El inicio de la docencia este año trajo consigo un toque hermoso de nostalgia y alegría que ha invadido mi corazón. Mis hijos se despidieron con amor del cálido Maternal Montessori, cerraron un bellísimo ciclo en el que junto a todos los maestros dieron los primeros pasos en el ensayo de enfrentar lo que la vida les aguarda y se ocuparon de atesorar valiosos amigos y recuerdos que durarán una eternidad en su memoria y su corazón.
Se cierra un ciclo y con él se abren las puertas de una nueva etapa en la vida de mis hijos y de toda la familia. Vaya compromiso el que reposa sobre los hombros y el bolsillo de cada padre y madre a la hora de elegir no sólo un nuevo colegio, sino lo que se convertirá en una fuente de saber y un hogar de aprendizaje en el que pasarán largas jornadas del día, despertando el conocimiento y construyendo amistades, sueños y esperanzas. Lograr aquello sin quedarnos cortos de sábanas cada noche para arroparnos, no es tarea sencilla.
Yo por un lado, repleta de anhelos con mis hijos, esperanzada en hacer de ellos gente de bien y con el corazón inflado de tanto querer lo mejor para ellos. De otro lado, mis hijos, listos para emprender con ansias el nuevo reto que les ofrece el eterno aprender de la vida, llegaron a Escuela Nueva.
Hablar del Colegio Escuela Nueva es hablar de la escuela de la familia. Allí, todos mis hermanos y yo gozamos del privilegio de hacer de aquel dulce plantel nuestro hogar sin condiciones. Un lugar seguro en el que siempre había abrazos, sonrisas, enseñanzas, lecciones de vida, solidaridad, dulzura, valores, respeto y de una manera muy especial, libertad. Allí todos fuimos iguales y las diferencias no existieron jamás.
Mis hermanos, Juan Miguel y Yenny, ostentan con orgullo el hecho de haber pertenecido al grupo de estudiantes fundadores cuando en 1973, en medio del oscurantismo de aquella época y bajo el reacio régimen de Los Doce Años del doctor Balaguer, la tía Purita Sánchez y tía Magaly Pineda junto a otras maestras de un valor y una valentía incalculables, dieron el salto y fundaron la Escuela Nueva.
Una escuela innovadora, revolucionaria, que más allá de graduar estudiantes se ha dedicado desde siempre a formar ciudadanos. Emprendiendo la labor, sin descansar, de entregar a la sociedad jóvenes más creativos, más democráticos y con un alto sentido crítico y real de la vida. Los resultados están ahí, en tantas generaciones de muchachos de bien que han salido de allí, en la continuidad de una escuela que ya lleva en su labor más de 40 años desafiando a una sociedad tan cambiante como la de hoy y en los que como yo, regresamos allí para entregar la valiosa herencia de la Tía Purita a quienes desde ya se convierten en el relevo.

**LISTA DE ENTRADAS**.
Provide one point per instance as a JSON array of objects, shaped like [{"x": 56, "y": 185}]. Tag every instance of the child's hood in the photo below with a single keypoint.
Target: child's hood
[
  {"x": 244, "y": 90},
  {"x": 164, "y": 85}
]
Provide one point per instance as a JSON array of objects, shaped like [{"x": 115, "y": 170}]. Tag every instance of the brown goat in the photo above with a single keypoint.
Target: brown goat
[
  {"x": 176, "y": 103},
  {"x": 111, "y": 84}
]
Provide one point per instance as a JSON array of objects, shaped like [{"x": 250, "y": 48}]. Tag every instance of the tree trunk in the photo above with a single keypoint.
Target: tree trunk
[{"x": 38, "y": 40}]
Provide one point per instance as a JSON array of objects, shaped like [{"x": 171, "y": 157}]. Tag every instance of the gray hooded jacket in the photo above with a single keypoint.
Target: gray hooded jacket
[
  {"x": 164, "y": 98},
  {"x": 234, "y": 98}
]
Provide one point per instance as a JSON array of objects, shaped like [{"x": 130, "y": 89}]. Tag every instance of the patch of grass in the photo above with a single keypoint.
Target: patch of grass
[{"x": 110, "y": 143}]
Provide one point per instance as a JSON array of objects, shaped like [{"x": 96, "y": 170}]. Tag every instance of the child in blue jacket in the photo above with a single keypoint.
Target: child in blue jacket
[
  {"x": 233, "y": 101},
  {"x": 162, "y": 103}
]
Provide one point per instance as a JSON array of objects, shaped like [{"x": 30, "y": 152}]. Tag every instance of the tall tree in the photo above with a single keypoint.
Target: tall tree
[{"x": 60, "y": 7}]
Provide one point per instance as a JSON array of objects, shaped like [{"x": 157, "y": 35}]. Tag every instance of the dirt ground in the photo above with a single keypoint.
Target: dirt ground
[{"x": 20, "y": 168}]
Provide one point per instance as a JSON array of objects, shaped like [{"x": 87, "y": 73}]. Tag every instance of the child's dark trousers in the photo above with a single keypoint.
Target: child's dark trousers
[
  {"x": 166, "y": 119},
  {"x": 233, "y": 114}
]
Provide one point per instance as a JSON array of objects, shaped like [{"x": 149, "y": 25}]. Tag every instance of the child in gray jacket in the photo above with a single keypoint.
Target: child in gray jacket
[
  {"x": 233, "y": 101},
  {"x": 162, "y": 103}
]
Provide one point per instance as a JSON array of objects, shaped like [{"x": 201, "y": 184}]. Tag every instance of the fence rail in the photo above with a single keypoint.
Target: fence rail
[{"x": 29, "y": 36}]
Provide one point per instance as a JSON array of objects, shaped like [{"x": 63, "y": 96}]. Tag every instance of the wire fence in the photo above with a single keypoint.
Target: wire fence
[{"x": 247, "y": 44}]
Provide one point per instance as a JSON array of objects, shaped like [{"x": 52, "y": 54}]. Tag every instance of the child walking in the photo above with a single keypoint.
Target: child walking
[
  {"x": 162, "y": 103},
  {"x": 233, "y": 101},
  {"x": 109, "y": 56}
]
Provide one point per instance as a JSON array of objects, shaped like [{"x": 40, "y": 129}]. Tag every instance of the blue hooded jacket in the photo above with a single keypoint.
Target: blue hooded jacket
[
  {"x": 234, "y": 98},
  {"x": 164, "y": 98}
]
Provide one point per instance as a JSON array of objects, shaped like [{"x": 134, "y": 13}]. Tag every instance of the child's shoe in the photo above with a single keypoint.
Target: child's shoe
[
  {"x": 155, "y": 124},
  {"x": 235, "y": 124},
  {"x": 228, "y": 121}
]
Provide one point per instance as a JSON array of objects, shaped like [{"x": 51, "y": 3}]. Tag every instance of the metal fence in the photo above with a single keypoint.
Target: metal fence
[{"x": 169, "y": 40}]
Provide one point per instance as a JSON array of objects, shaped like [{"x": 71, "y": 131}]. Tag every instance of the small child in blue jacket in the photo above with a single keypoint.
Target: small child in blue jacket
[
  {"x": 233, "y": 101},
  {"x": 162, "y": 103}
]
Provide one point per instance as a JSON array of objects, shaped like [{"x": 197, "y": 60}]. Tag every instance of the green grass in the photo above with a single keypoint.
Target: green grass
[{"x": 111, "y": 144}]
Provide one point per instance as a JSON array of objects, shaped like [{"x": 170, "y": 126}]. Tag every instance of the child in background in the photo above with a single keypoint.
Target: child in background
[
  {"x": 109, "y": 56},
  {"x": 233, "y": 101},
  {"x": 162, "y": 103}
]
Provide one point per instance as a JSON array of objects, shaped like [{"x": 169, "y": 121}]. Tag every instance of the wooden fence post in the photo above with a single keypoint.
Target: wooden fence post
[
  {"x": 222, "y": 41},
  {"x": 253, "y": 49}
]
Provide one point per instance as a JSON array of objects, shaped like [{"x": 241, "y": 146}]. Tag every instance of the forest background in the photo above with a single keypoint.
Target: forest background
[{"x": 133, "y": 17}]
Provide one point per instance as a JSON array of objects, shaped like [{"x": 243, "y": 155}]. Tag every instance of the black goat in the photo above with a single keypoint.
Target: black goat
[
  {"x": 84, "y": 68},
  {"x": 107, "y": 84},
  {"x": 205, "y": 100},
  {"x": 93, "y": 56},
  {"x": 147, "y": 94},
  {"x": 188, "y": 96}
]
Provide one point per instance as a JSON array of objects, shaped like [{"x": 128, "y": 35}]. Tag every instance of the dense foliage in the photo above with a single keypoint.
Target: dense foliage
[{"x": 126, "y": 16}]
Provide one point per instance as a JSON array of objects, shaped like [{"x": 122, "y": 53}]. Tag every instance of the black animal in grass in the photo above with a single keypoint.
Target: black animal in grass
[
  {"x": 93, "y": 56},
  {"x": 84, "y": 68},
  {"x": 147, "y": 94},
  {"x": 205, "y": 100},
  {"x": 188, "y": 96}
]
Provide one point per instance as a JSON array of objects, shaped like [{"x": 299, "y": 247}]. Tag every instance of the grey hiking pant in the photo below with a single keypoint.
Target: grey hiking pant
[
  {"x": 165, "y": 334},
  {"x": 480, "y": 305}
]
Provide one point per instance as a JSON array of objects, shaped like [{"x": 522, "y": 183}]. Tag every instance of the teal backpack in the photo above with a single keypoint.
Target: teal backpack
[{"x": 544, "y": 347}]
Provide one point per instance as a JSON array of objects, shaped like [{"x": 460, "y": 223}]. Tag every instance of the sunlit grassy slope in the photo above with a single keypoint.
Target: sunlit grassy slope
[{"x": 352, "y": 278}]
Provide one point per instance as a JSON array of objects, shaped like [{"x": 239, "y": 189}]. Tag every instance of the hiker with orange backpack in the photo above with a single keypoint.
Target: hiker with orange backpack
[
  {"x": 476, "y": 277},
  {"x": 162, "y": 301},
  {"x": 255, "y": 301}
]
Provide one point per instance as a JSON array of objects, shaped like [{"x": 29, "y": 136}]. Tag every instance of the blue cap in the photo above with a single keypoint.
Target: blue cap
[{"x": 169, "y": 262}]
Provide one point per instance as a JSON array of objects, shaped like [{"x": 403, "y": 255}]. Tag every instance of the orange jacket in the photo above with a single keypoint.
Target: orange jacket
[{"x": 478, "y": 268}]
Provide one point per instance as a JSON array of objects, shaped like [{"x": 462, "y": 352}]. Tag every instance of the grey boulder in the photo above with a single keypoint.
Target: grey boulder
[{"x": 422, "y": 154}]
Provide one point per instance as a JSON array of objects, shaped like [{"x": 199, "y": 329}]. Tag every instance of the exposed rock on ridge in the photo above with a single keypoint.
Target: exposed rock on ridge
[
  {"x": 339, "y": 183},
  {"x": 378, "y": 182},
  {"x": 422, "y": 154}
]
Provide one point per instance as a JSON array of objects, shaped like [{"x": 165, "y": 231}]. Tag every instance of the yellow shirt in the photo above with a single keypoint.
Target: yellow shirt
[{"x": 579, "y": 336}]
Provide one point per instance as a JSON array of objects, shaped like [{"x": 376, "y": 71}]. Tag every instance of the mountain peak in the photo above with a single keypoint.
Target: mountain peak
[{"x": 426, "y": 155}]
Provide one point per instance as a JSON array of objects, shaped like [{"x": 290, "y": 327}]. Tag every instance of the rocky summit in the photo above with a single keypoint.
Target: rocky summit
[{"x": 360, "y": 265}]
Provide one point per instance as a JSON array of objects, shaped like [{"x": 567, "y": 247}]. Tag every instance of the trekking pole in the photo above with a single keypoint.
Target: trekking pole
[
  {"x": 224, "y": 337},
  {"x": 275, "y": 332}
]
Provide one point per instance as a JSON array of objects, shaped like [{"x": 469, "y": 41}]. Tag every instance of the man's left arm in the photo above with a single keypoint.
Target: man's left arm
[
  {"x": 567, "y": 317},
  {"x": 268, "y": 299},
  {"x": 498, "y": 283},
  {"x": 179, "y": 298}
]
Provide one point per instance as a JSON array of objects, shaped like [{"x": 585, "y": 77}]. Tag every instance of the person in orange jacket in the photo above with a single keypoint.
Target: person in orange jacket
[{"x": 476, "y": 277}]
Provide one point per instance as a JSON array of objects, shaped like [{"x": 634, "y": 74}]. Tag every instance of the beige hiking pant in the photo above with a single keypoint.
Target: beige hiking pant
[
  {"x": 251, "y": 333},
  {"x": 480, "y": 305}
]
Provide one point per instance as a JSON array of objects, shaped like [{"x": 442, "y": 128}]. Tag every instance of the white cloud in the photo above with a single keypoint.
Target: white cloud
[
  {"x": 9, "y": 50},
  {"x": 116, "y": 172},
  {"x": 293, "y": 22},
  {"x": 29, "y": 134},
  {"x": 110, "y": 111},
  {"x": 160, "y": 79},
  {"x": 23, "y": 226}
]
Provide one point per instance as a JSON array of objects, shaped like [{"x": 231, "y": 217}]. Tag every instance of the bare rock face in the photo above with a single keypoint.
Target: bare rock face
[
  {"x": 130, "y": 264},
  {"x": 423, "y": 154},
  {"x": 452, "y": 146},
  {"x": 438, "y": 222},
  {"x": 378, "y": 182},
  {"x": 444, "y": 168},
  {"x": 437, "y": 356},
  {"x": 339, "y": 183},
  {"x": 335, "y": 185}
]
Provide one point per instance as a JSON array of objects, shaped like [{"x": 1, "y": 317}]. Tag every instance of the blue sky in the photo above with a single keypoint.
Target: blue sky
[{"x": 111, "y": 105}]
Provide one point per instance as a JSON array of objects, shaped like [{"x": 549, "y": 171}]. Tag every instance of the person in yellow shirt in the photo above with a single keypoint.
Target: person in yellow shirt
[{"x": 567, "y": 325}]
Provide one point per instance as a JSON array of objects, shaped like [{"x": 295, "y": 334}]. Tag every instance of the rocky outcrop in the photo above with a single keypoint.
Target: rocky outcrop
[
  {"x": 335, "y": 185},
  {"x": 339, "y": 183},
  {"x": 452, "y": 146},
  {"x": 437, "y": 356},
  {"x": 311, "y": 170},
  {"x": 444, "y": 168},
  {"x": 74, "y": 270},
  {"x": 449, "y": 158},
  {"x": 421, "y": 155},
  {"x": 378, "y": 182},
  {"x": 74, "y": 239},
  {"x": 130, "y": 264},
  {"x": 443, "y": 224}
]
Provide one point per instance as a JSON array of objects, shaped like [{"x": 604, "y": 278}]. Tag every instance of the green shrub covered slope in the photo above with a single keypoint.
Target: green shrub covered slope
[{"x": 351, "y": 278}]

**TAREAS POR REALIZAR**.
**A.** Responde con datos del texto sobre la Escuela Nueva:
(i) ¿De qué centro se despidieron los hijos al inicio de la docencia?
(ii) ¿En qué año se fundó la Escuela Nueva?
(iii) ¿Qué hermanos pertenecieron al grupo de estudiantes fundadores?
**B.** Vuelve a escribir, por favor, todo lo que va en el texto sobre la Escuela Nueva desde "Hablar del Colegio" hasta "no existieron jamás.", sin ningún cambio.
**C.** Enumera todas las personas que el texto sobre la Escuela Nueva nombra por su nombre o apellido.
Las entradas no intervienen en nada de esto.

**SOLUCIONES POR TAREA**.
**A.**
(i) Del Maternal Montessori.
(ii) En 1973.
(iii) Juan Miguel y Yenny.

**B.**
Hablar del Colegio Escuela Nueva es hablar de la escuela de la familia. Allí, todos mis hermanos y yo gozamos del privilegio de hacer de aquel dulce plantel nuestro hogar sin condiciones. Un lugar seguro en el que siempre había abrazos, sonrisas, enseñanzas, lecciones de vida, solidaridad, dulzura, valores, respeto y de una manera muy especial, libertad. Allí todos fuimos iguales y las diferencias no existieron jamás.

**C.**
Juan Miguel
Yenny
Balaguer
Purita Sánchez
Magaly Pineda